● Material for this task
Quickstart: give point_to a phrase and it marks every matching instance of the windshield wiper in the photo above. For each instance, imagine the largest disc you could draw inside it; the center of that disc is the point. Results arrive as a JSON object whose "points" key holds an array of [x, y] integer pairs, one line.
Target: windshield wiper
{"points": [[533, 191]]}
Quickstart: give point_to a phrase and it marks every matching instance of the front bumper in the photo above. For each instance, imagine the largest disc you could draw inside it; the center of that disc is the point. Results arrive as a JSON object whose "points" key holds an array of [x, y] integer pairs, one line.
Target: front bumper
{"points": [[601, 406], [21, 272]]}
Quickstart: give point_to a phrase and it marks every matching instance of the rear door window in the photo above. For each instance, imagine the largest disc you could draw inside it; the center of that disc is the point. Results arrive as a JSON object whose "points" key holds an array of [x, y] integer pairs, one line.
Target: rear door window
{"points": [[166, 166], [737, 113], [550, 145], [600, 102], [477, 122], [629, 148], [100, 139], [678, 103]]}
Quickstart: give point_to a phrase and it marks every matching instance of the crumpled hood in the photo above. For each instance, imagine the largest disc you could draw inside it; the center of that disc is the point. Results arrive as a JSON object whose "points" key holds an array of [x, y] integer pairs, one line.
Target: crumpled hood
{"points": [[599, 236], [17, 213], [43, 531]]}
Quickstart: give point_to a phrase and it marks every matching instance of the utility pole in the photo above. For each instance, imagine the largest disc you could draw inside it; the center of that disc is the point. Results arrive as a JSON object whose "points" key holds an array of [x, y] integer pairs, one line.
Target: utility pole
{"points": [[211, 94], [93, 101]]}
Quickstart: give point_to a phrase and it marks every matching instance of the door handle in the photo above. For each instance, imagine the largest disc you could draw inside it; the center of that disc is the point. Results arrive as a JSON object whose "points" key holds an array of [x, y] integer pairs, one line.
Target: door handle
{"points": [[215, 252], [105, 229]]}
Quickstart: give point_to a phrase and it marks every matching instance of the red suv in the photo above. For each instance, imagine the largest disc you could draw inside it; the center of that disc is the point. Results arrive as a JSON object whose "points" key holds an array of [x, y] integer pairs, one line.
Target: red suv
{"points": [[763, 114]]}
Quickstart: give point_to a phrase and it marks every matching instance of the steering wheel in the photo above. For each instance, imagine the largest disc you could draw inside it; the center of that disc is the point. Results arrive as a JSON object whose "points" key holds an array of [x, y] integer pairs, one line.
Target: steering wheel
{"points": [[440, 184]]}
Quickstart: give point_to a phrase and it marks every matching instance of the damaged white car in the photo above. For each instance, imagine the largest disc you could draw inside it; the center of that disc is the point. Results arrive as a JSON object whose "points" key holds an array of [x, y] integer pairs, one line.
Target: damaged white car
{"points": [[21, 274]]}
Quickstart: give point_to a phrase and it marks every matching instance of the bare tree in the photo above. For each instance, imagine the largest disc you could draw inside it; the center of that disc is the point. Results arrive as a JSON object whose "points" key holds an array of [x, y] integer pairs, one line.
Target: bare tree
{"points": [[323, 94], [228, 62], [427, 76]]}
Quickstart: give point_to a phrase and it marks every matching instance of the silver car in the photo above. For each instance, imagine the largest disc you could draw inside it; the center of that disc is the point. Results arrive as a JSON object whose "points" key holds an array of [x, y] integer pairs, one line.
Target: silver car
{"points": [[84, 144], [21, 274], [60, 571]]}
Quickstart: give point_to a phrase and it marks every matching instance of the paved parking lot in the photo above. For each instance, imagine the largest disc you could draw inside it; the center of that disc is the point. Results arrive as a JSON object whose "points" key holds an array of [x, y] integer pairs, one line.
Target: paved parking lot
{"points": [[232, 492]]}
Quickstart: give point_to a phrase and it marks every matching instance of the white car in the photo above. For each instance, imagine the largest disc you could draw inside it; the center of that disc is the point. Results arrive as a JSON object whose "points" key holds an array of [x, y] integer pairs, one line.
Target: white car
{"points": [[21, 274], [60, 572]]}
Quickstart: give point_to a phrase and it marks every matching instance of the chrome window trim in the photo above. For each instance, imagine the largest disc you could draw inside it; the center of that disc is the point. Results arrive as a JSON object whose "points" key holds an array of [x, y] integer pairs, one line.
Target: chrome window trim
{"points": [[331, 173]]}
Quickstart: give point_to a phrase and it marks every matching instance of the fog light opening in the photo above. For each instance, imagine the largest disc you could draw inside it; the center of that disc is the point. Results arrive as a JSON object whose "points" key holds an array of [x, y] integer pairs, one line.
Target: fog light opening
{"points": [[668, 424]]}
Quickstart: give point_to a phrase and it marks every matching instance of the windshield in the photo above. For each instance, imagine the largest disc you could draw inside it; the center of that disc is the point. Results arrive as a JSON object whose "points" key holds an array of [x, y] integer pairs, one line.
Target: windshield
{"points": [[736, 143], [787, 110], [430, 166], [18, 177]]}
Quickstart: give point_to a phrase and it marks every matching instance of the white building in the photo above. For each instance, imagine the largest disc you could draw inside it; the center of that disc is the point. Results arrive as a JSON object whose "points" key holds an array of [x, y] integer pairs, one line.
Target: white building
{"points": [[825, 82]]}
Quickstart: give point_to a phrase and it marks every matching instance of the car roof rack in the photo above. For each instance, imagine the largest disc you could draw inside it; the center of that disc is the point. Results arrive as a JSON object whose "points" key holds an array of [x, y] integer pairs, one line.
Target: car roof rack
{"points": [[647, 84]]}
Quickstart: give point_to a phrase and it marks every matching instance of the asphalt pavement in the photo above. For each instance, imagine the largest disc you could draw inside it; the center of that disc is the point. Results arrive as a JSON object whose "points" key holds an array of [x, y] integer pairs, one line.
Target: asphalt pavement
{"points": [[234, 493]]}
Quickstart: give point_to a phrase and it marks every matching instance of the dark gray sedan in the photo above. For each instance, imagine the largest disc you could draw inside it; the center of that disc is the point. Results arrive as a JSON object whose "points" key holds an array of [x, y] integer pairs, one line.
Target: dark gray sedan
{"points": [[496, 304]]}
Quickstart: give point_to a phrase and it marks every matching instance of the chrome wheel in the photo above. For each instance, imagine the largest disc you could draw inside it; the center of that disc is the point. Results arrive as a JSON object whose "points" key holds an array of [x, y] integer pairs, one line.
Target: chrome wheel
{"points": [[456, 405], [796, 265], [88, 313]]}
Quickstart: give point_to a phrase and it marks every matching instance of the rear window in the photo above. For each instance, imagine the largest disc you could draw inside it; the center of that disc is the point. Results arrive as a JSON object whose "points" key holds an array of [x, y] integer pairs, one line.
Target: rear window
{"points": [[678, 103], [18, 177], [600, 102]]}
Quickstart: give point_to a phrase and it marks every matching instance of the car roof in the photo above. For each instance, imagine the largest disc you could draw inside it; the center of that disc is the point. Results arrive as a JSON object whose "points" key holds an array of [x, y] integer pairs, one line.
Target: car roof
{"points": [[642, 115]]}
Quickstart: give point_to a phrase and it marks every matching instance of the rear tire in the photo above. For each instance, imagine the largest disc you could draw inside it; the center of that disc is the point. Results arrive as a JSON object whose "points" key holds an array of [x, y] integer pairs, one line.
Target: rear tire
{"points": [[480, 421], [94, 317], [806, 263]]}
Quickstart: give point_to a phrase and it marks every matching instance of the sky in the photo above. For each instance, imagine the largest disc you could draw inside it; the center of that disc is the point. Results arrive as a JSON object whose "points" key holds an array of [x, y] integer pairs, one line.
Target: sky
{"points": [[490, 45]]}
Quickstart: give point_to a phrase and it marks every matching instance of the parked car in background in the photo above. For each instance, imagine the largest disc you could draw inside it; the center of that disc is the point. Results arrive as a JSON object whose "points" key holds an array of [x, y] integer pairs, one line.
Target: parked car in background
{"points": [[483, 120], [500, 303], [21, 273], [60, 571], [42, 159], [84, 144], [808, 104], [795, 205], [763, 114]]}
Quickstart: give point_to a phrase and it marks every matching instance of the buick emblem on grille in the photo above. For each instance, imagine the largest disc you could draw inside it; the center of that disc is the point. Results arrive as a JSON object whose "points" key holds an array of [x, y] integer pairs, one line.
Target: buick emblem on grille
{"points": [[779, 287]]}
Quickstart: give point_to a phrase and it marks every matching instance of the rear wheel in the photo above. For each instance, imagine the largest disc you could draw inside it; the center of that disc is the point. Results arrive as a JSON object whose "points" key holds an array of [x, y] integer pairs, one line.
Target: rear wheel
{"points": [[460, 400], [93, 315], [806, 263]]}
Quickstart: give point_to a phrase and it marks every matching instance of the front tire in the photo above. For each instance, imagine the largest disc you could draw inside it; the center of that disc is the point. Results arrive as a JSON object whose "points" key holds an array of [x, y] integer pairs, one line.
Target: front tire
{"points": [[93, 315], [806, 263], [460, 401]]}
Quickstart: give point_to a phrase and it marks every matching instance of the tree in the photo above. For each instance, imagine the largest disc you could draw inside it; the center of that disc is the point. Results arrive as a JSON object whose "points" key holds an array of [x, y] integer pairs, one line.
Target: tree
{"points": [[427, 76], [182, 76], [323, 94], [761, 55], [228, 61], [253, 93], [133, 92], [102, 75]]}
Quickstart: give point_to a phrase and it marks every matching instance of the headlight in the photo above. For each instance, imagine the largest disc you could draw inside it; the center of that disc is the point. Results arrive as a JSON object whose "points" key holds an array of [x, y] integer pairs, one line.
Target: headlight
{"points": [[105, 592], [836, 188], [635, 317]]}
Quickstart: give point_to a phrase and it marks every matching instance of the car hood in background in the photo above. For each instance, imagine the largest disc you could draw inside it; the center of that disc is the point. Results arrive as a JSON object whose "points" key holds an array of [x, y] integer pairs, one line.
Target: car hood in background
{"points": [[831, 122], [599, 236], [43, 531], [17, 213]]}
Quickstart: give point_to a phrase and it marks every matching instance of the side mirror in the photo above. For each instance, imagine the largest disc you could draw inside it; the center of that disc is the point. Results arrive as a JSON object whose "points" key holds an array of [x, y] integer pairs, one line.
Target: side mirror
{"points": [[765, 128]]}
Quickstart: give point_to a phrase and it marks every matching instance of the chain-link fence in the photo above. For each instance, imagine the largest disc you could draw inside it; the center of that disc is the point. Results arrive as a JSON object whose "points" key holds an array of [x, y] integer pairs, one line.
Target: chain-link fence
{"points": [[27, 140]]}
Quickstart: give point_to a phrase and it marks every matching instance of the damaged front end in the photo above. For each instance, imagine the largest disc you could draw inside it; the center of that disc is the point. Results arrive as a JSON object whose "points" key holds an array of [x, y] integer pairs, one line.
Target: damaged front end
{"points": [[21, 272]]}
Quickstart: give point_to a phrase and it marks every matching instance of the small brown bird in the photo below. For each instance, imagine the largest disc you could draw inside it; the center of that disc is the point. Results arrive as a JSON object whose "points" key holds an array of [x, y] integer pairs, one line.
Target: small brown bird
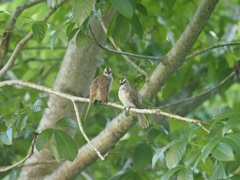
{"points": [[100, 88], [131, 98]]}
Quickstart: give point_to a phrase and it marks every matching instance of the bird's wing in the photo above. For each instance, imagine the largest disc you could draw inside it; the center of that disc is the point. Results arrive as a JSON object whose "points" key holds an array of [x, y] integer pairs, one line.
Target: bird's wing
{"points": [[135, 98], [103, 81]]}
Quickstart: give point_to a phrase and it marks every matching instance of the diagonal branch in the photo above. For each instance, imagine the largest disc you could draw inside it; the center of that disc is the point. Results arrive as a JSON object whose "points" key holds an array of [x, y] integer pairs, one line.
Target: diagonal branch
{"points": [[83, 132], [200, 94], [210, 48], [20, 163], [86, 100], [129, 61], [121, 52]]}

● Directive
Please quote exactly the lines from the one containing "of the diagonal" through the last line of the records above, both included, and nothing else.

● Final answer
Quickstart: give point_to a phrase and it marks every matching instance of the diagonal branch in the photo above. For each instance, imagine the largest disc you could draw inside it; the center of that disc is the point. Results arrive as a JSON object whose "points" key holds an array of [x, y] integer pairs, one line.
Target: diagonal branch
{"points": [[83, 132], [200, 94], [210, 48], [20, 163], [86, 100], [129, 61], [121, 52]]}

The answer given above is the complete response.